He is the inaugural Director of the Global Change Institute at the University of Queensland, and the holder of a Queensland Smart State Premier fellowship  (2008–2013). Hoegh-Guldberg has appeared on television, including two Australian Story series profiling his life and work, and radio, and throughout his career has been an active science communicator, including writing a blog and articles for The Conversation and other media outlets.

Hoegh-Guldberg was a contributor to the influential IPCC 8 October 2018 Special Report on Global Warming of 1.5 °C, and was a Coordinating Lead Author of the Chapter 3 of the report.

Early life and study
Hoegh-Guldberg is of Danish and Irish ancestry and is a direct descendant and namesake of Ove Høegh-Guldberg, a politician in late 18th Century Denmark. His father, the cultural economist Hans Hoegh-Guldberg, was born in Denmark in 1932, and moved to Australia in 1959, where he died 23 February 2016. From an early age Ove wanted to be a scientist, saying "Diver Dan was a great inspiration". He first visited the Great Barrier Reef with his Danish grandfather and grandmother to collect butterflies for a Danish museum.
He graduated from the University of Sydney with a Bachelor of Science (Hons), and received a scholarship to Oxford University. Before starting he met Leonard Muscatine, a world expert in corals in Los Angeles and changed his plans, sleeping on the floor of the lab to learn from Muscatine, then completing his PhD at UCLA. His PhD thesis focused upon the physiology of corals and their zooxanthellae under thermal stress.

Career
In 1999, Hoegh-Guldberg published a paper using data from CSIRO and Germany predicting that most corals across the planet will not survive the next century, and the Great Barrier Reef will die in 20–30 years. His evaluation was poorly received at the time, with most experts trying to find fault with his long term predictions but failing to do so. Since then, however, reefs globally have undergone significant bleaching since then, the latest studies documenting an 89% decline in new corals in the Great Barrier Reef compared to historical levels.
As of July 2019, he is an author in 521 journal articles, and has been cited 54,532 times. He is currently a Professor of Marine Studies at the University of Queensland. In 2010, Hoegh-Guldberg was appointed as the inaugural Director of the Global Change Institute, a collaborative research hub aimed to address the impacts of climate change.

In 2017, Hoegh-Guldberg was one of the Chief Scientific Advisors to the Netflix documentary Chasing Coral. Following this, alongside the CEO of The Ocean Agency Richard Vevers, he started the 50 Reefs initiative to identify a number of reefs globally that have the best chance to survive the impacts of climate change and subsequently repopulate neighboring reefs. After releasing a study in March 2018 identifying 50 reefs, Bloomberg Philanthropies invested $86 million in the Vibrant Oceans initiative focused on protecting reefs across the planet.

☆ ☆ ☆ ☆ ☆

Jobs:
1. Answer these questions about the passage on Hoegh-Guldberg:
(a) In what year was he appointed inaugural Director of the Global Change Institute?
(b) At which university did he complete his PhD?
(c) How much did Bloomberg Philanthropies invest in the Vibrant Oceans initiative?
2. Can you return everything in the listing from the line containing "the woman's nose" down to the line containing "x=854, y=245", with both of those lines included?

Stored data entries
☆ ☆ ☆ ☆ ☆

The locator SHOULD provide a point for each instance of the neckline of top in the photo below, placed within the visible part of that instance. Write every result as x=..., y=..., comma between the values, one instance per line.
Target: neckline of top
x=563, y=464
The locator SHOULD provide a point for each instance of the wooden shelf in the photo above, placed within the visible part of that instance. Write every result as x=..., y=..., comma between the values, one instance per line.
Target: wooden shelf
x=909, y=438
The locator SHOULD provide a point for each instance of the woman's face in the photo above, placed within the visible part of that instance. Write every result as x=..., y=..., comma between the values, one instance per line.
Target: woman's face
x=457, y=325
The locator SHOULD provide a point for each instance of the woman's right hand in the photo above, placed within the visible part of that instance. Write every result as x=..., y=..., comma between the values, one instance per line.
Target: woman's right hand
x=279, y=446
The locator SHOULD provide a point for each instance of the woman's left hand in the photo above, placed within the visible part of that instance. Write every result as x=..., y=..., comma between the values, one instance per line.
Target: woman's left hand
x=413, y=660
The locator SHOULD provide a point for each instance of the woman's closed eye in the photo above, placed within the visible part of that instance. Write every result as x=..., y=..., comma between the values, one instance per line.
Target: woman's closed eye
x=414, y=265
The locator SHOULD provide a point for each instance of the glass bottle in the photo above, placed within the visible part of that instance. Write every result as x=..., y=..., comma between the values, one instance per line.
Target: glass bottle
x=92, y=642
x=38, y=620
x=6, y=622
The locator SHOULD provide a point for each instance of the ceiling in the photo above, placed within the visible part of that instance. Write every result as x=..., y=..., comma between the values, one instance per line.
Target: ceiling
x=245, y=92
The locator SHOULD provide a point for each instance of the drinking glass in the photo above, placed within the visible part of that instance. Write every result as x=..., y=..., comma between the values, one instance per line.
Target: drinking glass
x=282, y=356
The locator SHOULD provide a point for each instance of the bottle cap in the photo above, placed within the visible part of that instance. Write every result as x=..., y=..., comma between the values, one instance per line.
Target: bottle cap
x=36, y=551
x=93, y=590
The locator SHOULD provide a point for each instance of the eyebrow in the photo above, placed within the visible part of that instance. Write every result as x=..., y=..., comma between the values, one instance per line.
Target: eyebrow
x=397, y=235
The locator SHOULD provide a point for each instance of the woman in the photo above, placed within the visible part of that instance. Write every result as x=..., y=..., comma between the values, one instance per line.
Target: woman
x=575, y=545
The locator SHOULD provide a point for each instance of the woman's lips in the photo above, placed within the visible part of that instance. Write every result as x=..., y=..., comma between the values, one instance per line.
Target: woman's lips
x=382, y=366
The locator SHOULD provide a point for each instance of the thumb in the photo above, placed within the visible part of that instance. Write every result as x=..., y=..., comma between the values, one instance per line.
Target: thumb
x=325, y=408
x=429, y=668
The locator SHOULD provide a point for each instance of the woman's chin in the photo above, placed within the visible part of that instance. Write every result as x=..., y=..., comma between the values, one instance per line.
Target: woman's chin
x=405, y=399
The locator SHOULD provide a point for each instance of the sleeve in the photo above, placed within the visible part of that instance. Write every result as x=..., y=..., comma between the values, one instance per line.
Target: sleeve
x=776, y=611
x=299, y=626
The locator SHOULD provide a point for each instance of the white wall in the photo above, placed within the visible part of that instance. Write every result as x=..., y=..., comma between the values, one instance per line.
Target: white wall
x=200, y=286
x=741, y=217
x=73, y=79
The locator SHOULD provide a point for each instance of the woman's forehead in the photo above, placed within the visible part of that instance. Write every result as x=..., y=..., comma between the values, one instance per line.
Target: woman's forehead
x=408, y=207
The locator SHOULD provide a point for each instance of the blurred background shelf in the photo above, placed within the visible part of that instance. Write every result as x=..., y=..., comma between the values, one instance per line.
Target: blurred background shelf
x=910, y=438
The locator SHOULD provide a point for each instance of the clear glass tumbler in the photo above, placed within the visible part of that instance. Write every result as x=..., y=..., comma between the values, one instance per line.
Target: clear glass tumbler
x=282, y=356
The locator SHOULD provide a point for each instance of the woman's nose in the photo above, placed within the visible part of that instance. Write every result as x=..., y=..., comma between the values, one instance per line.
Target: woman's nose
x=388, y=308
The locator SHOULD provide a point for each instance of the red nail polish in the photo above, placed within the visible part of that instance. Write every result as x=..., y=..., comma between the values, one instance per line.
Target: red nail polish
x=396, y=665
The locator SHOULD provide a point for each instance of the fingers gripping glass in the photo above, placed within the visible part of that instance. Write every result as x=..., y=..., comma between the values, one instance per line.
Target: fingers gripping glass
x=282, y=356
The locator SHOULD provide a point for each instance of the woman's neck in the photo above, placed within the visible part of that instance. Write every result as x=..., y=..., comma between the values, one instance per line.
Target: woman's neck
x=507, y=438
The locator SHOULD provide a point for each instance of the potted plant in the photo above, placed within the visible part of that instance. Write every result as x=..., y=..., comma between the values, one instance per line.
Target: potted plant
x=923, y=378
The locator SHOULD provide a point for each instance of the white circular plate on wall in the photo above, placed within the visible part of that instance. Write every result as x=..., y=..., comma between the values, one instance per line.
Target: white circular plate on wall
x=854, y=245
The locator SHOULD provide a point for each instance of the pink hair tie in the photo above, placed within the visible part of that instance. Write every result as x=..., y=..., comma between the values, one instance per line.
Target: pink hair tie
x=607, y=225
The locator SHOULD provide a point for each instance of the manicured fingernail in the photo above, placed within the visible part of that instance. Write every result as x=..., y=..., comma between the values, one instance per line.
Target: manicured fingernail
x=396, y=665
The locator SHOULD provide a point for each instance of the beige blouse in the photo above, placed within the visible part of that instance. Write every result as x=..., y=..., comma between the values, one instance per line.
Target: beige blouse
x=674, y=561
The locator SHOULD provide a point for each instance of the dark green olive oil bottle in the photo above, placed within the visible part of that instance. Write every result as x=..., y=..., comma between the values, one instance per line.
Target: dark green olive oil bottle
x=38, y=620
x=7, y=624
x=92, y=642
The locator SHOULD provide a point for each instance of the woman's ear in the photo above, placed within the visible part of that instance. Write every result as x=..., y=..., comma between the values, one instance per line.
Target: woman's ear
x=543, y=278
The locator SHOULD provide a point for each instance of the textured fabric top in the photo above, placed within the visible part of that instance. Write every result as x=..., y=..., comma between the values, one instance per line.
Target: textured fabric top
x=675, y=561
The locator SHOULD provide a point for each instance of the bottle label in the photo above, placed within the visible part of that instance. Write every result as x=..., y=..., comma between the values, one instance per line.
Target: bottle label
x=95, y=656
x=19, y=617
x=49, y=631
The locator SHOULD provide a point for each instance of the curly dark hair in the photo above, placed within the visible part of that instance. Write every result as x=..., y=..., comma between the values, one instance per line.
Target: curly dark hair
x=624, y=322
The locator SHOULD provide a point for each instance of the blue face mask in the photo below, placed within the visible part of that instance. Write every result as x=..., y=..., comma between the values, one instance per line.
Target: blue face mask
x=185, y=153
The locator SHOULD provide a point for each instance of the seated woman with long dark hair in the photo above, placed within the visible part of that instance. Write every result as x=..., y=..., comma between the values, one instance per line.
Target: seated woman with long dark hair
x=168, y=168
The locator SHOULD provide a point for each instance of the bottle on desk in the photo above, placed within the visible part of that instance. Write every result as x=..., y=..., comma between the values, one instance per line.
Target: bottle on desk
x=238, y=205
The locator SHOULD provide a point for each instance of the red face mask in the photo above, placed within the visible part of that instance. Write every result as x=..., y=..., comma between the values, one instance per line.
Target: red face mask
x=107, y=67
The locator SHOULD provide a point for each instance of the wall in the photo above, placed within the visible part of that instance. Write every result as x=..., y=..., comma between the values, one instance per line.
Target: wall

☆ ☆ ☆ ☆ ☆

Solution set:
1.
(a) 2010
(b) UCLA
(c) $86 million

2.
The locator SHOULD provide a point for each instance of the woman's nose in the photo above, placed within the visible part of that instance. Write every result as x=..., y=..., comma between the values, one instance per line.
Target: woman's nose
x=388, y=308
The locator SHOULD provide a point for each instance of the red nail polish in the photo above, placed within the visible part of that instance. Write every result as x=..., y=..., comma between the values, one instance per line.
Target: red nail polish
x=396, y=665
The locator SHOULD provide a point for each instance of the fingers gripping glass in the photo above, placed within the visible part of that instance. Write every result as x=..., y=..., comma between the values, one instance per line.
Target: fingers gripping glass
x=282, y=356
The locator SHOULD provide a point for each instance of the woman's neck in the photo above, placed within the visible part of that instance. Write every result as x=..., y=..., comma between the values, one instance per line.
Target: woman's neck
x=507, y=438
The locator SHOULD provide a point for each instance of the potted plant in the photo above, placed within the visible part of that instance. Write every result as x=..., y=..., comma between the values, one instance per line.
Target: potted plant
x=923, y=378
The locator SHOULD provide a point for each instance of the white circular plate on wall in the photo above, placed within the visible part of that instance. Write every result as x=..., y=..., comma between the values, one instance per line.
Target: white circular plate on wall
x=854, y=245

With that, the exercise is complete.